ゾラが見た普仏戦争とパリ・コミューンの惨劇。スダンの闘いからパリ崩壊まで。
プロシア軍の捕虜となったナポレオン三世。戦場を彷徨する労働者・ブルジョア・
農民兵士たちをめぐる愛と別離の物語。
ジャンとモーリス(主人公)が脱走し、フーシャール爺さんの家にたどり着き、
負傷したジャンが果物所蔵庫であった「神秘的な部屋」で闘病生活を送り、
アンリエットが看病する。弟のモーリスからジャンを託されたアンリエットは
黒い未亡人服に身を包み、彼を看病しながら野戦病院に通う。二人の間には階級の
差を越えた、一種の親密さが生まれ、それが生活の中へと組み込まれていく。
ジャンはまだ戦場の大殺戮の記憶の中にあり、アンリエットは夫の死による痛手を
受けていたが「安らぎに満ちた生活」を感じる。彼女は弟の恩に報いるため献身的に
看護し、ジャンは無限の感謝を感じる。
そうしているうちに厳しい冬が到来し、空は灰色がかって物悲しくなり、雪が舞い、
風が吹き荒れ始める。彼女が通う恐るべき悲惨な野戦病院では、次々と負傷者たちが
死んでいく。ジャンはこのままとどまり、アンリエットと再婚し、家族を養う畑を
手に入れることができればと夢想するようになる。アンリエットもジャンに愛情を
覚えはじめる。

作業内容: ページ本文にある、普仏戦争を描いたゾラの小説のあらすじを、最後の文の続きから先へ書き進めること。 この後に続く資料は、本文とは関係のない別の資料である。

データセット:

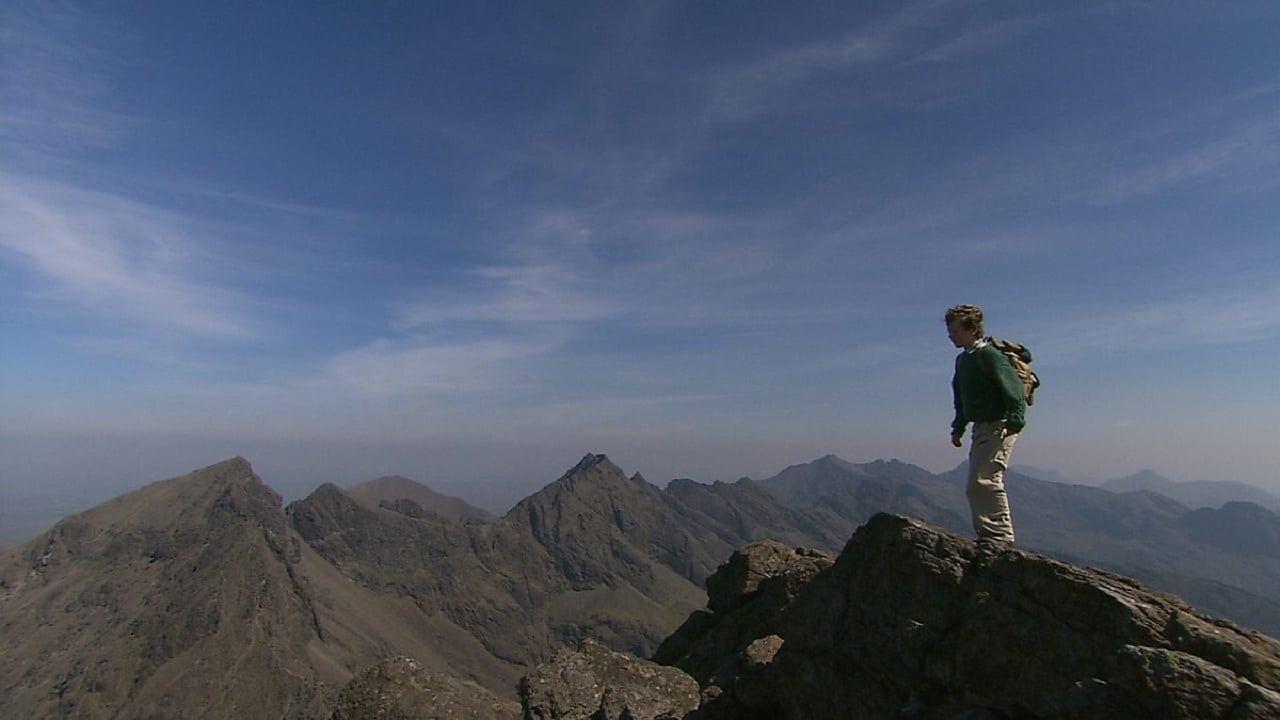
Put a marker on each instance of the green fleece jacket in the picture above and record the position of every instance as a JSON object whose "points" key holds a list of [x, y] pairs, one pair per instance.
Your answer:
{"points": [[986, 387]]}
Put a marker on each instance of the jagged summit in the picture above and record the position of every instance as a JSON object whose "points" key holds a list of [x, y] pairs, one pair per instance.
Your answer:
{"points": [[914, 621], [389, 490], [589, 461]]}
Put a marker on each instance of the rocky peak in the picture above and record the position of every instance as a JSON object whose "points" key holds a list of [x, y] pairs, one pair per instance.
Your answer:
{"points": [[915, 621]]}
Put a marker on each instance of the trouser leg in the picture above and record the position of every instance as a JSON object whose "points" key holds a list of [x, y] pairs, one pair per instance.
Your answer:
{"points": [[988, 458]]}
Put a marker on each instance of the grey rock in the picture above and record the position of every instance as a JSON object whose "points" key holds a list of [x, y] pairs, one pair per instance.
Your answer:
{"points": [[402, 689], [599, 684]]}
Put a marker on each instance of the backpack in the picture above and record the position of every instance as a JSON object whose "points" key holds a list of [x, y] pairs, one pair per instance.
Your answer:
{"points": [[1020, 358]]}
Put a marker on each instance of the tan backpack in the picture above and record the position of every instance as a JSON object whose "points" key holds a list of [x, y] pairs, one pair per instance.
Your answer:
{"points": [[1020, 358]]}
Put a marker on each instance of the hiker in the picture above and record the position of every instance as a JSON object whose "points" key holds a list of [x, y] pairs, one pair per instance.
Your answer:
{"points": [[988, 393]]}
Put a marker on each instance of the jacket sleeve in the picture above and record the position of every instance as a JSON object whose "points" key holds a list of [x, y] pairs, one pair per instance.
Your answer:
{"points": [[959, 423], [1011, 390]]}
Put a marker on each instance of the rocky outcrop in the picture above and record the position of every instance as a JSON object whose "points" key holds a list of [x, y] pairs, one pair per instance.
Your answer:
{"points": [[595, 683], [402, 689], [745, 601], [915, 621]]}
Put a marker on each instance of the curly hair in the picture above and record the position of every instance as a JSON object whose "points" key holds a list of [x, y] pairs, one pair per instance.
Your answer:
{"points": [[969, 318]]}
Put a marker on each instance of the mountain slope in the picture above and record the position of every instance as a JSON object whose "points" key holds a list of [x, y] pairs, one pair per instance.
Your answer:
{"points": [[179, 595], [391, 488], [1141, 533], [1196, 493]]}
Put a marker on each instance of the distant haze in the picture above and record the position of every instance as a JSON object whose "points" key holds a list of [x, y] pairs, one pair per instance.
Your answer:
{"points": [[708, 240]]}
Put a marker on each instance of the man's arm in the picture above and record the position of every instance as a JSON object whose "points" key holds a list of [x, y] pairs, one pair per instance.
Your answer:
{"points": [[959, 423]]}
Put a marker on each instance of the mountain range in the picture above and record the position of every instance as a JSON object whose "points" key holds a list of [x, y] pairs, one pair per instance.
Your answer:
{"points": [[184, 593]]}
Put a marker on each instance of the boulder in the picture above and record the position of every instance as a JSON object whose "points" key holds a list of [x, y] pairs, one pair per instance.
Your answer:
{"points": [[402, 689], [595, 683]]}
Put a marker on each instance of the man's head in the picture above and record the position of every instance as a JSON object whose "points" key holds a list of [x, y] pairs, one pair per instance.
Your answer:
{"points": [[964, 324]]}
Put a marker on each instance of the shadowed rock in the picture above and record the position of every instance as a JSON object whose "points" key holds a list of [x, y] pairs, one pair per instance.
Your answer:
{"points": [[917, 620], [402, 689], [599, 684]]}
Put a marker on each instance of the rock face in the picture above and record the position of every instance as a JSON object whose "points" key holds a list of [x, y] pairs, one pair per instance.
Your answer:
{"points": [[746, 597], [915, 621], [595, 683], [392, 488], [1147, 536], [127, 610], [402, 689]]}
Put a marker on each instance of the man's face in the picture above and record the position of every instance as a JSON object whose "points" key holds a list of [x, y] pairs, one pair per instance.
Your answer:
{"points": [[960, 335]]}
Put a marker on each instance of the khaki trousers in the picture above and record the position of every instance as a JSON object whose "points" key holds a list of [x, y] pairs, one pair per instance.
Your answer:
{"points": [[988, 458]]}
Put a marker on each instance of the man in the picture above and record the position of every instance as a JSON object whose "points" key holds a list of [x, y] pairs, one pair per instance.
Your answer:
{"points": [[990, 395]]}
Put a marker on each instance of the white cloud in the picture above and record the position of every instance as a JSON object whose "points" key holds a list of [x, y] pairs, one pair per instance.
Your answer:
{"points": [[115, 259], [748, 90], [421, 368], [58, 60]]}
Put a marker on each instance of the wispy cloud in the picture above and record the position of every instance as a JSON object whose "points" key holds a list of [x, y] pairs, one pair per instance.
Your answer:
{"points": [[55, 78], [117, 259], [743, 91], [1196, 317], [981, 39], [419, 368], [1252, 145]]}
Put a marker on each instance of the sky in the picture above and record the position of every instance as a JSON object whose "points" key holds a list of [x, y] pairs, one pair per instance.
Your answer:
{"points": [[469, 242]]}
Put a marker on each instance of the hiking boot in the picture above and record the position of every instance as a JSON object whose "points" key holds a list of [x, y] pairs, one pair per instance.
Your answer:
{"points": [[995, 546]]}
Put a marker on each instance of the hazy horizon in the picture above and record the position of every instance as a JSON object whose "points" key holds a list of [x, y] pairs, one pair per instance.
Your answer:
{"points": [[471, 242]]}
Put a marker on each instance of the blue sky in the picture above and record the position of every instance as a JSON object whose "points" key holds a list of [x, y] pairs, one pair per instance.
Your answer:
{"points": [[476, 241]]}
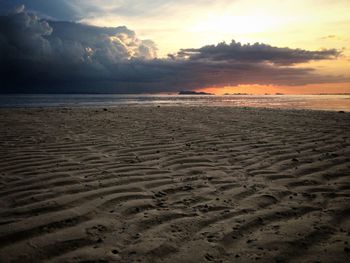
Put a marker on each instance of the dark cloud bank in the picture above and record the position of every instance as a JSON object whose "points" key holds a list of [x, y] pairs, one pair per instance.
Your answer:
{"points": [[38, 55]]}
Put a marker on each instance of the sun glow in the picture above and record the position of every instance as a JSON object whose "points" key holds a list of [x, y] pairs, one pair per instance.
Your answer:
{"points": [[235, 23]]}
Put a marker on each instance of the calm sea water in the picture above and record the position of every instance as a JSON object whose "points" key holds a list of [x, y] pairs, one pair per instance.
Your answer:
{"points": [[316, 102]]}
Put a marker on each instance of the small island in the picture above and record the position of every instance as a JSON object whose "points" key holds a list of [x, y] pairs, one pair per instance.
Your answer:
{"points": [[190, 92]]}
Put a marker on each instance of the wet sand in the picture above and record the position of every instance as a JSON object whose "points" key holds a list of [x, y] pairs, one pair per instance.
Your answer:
{"points": [[174, 184]]}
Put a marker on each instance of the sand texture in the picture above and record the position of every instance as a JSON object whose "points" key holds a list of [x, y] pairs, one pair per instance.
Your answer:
{"points": [[174, 184]]}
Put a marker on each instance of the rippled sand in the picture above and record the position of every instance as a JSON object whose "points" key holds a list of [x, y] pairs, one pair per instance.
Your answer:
{"points": [[174, 184]]}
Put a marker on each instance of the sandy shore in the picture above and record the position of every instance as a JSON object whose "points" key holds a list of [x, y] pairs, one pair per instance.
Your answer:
{"points": [[174, 184]]}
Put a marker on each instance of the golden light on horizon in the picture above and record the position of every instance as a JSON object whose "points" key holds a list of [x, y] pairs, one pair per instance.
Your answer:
{"points": [[324, 88]]}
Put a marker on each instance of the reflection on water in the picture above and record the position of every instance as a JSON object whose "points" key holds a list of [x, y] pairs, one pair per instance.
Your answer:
{"points": [[317, 102]]}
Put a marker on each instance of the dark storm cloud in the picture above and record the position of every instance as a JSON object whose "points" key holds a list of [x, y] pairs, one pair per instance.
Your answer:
{"points": [[257, 52], [38, 55], [54, 9]]}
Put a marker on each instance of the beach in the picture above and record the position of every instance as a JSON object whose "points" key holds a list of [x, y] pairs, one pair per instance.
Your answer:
{"points": [[174, 184]]}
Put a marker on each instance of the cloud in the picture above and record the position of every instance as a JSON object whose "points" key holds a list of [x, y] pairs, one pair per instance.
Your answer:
{"points": [[39, 55], [256, 53]]}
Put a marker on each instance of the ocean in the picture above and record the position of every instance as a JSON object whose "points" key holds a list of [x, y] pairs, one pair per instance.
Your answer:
{"points": [[313, 102]]}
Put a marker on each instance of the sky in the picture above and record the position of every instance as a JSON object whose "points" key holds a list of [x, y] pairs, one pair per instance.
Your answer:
{"points": [[147, 46]]}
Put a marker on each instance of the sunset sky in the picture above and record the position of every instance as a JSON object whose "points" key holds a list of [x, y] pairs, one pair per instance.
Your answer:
{"points": [[166, 46]]}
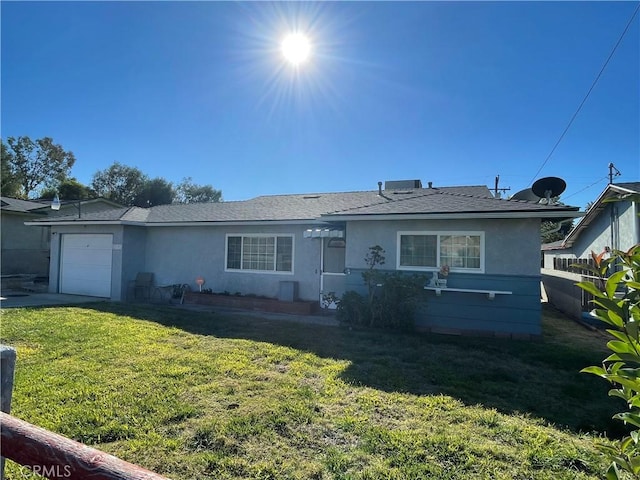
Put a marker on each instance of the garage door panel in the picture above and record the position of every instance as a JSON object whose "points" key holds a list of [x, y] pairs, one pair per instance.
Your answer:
{"points": [[86, 264]]}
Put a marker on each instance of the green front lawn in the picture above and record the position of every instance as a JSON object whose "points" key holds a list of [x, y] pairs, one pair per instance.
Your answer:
{"points": [[203, 395]]}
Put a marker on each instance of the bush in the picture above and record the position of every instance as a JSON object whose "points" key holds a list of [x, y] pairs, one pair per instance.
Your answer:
{"points": [[618, 302], [391, 305]]}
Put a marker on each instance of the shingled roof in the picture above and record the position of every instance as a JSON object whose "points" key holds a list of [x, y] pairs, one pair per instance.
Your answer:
{"points": [[314, 207]]}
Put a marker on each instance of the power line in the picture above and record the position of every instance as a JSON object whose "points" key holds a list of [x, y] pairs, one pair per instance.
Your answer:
{"points": [[587, 187], [635, 12]]}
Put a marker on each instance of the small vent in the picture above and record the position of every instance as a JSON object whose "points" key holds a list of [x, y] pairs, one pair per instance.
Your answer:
{"points": [[402, 184]]}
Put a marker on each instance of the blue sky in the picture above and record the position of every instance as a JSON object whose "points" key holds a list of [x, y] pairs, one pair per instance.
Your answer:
{"points": [[454, 93]]}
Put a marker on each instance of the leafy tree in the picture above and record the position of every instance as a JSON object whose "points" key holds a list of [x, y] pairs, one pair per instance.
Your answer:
{"points": [[119, 183], [189, 192], [38, 163], [618, 299], [157, 191], [10, 181], [554, 231]]}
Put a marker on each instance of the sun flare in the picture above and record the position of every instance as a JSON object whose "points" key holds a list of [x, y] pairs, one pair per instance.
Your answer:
{"points": [[296, 48]]}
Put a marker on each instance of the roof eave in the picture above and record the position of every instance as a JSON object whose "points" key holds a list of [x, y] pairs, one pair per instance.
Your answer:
{"points": [[457, 215]]}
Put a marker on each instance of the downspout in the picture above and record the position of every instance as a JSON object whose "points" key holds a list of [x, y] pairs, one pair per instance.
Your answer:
{"points": [[636, 208], [321, 268], [615, 244]]}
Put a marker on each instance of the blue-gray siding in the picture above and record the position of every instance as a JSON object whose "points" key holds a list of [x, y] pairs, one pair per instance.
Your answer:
{"points": [[518, 313]]}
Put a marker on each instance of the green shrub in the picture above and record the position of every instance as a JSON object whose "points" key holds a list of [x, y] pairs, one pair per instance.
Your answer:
{"points": [[392, 304], [618, 302], [391, 301]]}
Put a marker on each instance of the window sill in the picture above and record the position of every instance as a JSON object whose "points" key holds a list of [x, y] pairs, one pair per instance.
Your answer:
{"points": [[491, 294]]}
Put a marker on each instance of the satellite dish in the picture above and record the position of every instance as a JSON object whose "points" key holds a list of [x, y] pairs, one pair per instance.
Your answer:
{"points": [[549, 187], [526, 194]]}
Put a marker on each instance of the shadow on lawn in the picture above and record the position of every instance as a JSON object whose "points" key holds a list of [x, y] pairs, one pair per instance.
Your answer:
{"points": [[538, 378]]}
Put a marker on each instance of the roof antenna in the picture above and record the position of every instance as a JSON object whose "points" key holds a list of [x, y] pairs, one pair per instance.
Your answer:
{"points": [[617, 173], [497, 190]]}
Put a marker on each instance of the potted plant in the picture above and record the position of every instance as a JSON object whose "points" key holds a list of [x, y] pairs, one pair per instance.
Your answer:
{"points": [[442, 276]]}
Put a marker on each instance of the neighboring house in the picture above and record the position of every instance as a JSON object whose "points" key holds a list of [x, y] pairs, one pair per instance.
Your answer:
{"points": [[606, 226], [25, 250], [319, 241]]}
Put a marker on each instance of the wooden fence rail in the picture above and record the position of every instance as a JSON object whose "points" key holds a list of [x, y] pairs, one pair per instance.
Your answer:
{"points": [[56, 457]]}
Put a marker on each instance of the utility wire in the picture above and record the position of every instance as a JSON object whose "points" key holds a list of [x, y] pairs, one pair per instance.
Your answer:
{"points": [[588, 93], [587, 187]]}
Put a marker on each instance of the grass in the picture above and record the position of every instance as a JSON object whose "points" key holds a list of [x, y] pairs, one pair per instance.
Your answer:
{"points": [[195, 395]]}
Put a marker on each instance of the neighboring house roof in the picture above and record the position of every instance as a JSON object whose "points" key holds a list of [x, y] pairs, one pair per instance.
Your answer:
{"points": [[557, 245], [327, 207], [16, 205], [42, 208], [612, 190]]}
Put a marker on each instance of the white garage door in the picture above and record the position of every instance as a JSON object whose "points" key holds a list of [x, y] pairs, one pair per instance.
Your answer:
{"points": [[85, 268]]}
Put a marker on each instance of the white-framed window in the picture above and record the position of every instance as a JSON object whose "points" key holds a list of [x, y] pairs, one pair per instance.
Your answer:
{"points": [[424, 250], [259, 253]]}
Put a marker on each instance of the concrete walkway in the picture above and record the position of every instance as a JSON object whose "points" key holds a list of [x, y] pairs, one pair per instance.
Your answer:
{"points": [[19, 299]]}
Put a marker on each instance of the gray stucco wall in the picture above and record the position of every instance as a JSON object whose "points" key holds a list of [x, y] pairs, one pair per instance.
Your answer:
{"points": [[133, 257], [25, 249], [179, 255], [116, 267], [512, 247], [512, 264]]}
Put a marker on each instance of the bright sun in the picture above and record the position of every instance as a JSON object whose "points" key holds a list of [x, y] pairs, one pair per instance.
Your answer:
{"points": [[296, 48]]}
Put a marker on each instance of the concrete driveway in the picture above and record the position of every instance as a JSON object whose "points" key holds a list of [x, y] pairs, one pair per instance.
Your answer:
{"points": [[17, 299]]}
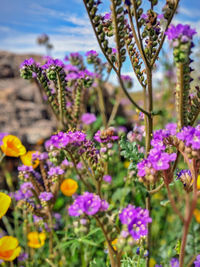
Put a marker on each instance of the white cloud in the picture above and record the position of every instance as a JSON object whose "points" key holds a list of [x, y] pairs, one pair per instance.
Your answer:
{"points": [[189, 12]]}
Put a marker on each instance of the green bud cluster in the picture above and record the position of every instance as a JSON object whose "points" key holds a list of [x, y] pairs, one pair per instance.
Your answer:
{"points": [[168, 8], [194, 107]]}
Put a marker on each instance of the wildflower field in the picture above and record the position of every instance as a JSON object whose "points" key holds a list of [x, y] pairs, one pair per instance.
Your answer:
{"points": [[117, 183]]}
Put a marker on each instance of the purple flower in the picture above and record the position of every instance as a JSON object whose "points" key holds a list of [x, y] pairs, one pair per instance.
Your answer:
{"points": [[25, 168], [174, 262], [114, 50], [107, 179], [197, 261], [190, 136], [91, 53], [23, 256], [107, 16], [45, 196], [180, 30], [136, 220], [106, 136], [62, 139], [160, 160], [27, 62], [24, 192], [87, 203], [55, 171], [52, 62], [88, 118]]}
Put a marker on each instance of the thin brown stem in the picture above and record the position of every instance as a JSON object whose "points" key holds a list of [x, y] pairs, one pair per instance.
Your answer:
{"points": [[129, 97], [114, 112], [157, 189], [188, 213], [79, 174], [163, 34], [173, 203], [101, 104]]}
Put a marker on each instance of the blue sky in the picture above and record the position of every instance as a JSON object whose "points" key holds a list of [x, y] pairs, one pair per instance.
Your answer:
{"points": [[66, 22]]}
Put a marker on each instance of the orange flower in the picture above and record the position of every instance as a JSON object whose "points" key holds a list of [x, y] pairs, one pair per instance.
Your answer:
{"points": [[36, 240], [12, 146], [27, 159], [5, 201], [197, 215], [68, 187], [9, 248]]}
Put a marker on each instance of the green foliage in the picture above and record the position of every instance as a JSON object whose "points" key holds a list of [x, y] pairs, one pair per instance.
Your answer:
{"points": [[130, 152]]}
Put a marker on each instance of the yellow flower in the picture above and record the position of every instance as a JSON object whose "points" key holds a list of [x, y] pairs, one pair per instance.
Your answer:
{"points": [[9, 248], [69, 187], [27, 159], [36, 240], [198, 182], [5, 201], [12, 146], [197, 215]]}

解答欄:
しかし、まだ回復していないジャンは戦いのためにパリに向ったモーリスを追いかけ、
パリに出かける。民衆がプロシア軍に降伏した政治家、ブルジョワジーに向って革命の
戦いを起こす。パリ・コミューンである。二人は、ジャンが予想した住居で再会する。
二人で戦いに挑み、玉砕する。1870年から1871年、ベルギー国境フランス領スダンでの
プロシアとの戦闘。近くのムーズ河は馬と人間の死骸で腐敗、猛烈な悪臭が立ち込める。
フランス軍の完敗である。方針のハッキリしない上官たちに苦労しながら、大勢の死者
をだした。プロシア軍はパリに向かい、ヴィルヘルム王、ビスマルク、モルトケ将軍が、
周囲34キロにわたって城壁を巡らす大包囲網。15の要塞と6つの離れた砦をもつパリは
牢獄のようになった。防衛軍は8万の兵士、1万4000の海軍陸戦隊、1万5000の遊撃隊、
11万5000の騎馬国民軍、30万の国民軍と人数だけは揃っていたが、実戦を経験し修練を
積んだ兵士はいなかった。道路は遮断され、軍事地帯にある家は取り壊された。4時間
に渡るプロシア軍の砲撃を受け、フランス軍は降伏した。